[EXTRACTED DATA]
━━━━━━

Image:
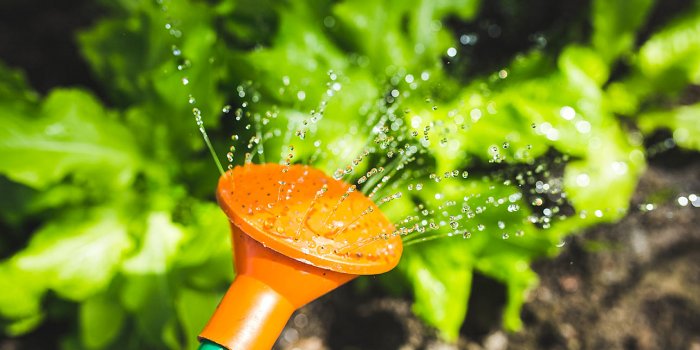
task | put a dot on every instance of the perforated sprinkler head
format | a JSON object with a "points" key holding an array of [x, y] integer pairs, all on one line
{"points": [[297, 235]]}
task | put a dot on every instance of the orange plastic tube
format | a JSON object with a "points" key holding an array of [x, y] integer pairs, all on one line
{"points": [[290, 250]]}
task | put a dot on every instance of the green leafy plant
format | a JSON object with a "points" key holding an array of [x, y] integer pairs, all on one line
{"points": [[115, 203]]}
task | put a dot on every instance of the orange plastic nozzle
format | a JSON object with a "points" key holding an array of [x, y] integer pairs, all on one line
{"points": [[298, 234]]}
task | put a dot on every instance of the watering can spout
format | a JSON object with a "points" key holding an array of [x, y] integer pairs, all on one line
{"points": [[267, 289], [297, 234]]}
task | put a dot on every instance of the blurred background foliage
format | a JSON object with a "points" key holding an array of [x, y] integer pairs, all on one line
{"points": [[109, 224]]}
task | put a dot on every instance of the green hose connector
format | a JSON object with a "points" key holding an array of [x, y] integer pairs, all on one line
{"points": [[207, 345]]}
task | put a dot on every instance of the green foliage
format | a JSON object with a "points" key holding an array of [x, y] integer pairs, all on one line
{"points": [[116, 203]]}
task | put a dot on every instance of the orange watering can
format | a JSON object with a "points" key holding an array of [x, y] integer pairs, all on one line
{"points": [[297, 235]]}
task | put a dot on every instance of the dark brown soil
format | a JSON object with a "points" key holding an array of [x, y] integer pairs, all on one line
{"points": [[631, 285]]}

━━━━━━

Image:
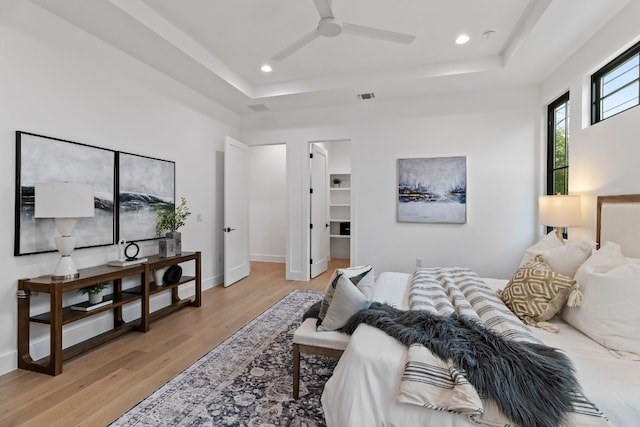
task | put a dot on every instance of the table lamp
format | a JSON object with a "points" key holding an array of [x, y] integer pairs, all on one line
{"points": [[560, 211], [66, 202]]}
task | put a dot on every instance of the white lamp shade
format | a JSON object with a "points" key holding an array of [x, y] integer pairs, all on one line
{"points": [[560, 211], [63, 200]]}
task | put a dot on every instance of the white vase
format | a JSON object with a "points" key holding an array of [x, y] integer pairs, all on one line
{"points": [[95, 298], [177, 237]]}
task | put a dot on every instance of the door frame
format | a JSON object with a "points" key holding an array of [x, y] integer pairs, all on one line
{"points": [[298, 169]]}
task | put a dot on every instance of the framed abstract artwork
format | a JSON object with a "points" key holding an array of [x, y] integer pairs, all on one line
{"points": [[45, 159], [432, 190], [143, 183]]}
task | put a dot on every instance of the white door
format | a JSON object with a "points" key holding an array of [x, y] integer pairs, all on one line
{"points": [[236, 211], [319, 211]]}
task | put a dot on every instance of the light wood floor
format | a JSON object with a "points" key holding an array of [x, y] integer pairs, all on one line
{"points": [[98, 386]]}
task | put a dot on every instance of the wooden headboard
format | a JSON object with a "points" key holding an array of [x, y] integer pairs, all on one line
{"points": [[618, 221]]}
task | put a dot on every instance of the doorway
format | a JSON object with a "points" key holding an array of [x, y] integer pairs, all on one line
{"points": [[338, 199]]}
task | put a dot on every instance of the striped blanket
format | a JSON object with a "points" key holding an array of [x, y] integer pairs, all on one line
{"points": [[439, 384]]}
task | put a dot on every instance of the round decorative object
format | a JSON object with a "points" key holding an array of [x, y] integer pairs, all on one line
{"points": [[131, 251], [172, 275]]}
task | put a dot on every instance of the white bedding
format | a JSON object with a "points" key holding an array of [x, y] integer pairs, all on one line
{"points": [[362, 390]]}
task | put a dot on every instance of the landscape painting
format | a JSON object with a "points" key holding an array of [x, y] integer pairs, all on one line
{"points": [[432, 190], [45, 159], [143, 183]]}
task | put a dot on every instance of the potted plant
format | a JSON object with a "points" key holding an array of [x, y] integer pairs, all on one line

━━━━━━

Extract every line of the records above that contains the string "plastic", matching its case exactly.

task | put a dot on every instance of the orange plastic tube
task | put a dot on every instance of the orange plastic nozzle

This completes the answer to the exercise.